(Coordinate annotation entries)
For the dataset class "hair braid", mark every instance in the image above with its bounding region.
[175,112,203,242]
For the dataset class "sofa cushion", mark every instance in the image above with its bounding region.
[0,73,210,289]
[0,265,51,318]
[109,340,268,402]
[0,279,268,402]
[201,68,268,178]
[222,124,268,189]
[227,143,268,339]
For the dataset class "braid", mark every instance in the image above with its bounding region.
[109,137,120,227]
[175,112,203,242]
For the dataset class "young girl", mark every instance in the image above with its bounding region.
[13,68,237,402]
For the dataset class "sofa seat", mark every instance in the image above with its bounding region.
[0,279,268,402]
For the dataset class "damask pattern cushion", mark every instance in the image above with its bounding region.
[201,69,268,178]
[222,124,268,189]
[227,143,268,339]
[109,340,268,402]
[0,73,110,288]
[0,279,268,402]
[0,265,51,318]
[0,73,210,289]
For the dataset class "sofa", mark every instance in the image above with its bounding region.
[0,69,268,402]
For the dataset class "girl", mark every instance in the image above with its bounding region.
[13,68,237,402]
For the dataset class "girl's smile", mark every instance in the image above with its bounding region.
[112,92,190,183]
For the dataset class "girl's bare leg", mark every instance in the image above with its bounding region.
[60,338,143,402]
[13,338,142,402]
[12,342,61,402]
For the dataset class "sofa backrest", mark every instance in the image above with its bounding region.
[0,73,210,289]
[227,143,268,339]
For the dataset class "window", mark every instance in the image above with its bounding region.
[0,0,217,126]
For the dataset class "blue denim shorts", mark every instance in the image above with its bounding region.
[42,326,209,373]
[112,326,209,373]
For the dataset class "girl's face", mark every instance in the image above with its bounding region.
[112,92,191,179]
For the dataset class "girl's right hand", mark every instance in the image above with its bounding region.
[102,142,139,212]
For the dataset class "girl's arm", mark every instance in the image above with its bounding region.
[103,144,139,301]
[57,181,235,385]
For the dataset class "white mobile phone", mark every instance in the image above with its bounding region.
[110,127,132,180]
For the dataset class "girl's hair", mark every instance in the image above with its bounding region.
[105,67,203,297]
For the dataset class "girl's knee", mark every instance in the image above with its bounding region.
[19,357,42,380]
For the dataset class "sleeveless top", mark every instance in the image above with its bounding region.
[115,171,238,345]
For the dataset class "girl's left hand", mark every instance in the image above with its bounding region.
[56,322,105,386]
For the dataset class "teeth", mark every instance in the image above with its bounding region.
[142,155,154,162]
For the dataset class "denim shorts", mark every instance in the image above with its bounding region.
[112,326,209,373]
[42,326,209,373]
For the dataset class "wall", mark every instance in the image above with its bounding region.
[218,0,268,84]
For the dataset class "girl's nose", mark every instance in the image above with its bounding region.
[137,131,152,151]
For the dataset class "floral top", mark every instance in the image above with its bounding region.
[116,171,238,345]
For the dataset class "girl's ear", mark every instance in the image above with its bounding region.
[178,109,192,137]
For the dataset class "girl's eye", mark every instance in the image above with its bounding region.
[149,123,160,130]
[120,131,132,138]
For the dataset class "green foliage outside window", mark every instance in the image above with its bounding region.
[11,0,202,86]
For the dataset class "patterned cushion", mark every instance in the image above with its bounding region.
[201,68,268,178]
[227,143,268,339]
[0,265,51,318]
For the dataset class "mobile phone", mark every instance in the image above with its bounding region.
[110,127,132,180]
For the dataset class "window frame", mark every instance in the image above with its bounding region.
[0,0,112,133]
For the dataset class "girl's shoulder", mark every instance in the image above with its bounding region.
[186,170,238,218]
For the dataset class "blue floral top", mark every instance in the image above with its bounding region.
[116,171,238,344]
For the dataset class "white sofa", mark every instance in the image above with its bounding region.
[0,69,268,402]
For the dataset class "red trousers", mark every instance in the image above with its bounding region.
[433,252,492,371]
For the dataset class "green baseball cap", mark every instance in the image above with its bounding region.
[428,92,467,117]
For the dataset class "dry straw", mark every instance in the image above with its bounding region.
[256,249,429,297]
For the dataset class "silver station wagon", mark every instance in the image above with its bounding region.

**EXERCISE DESCRIPTION**
Find every line in the records that contains the string "denim", treating case as significant, and copy each of those lines.

**RESULT OF THE TASK**
For the dataset class "blue denim shorts", mark every instance in the image above with its bounding region.
For the dataset class "denim shorts", mark every instance in the image above with its bounding region.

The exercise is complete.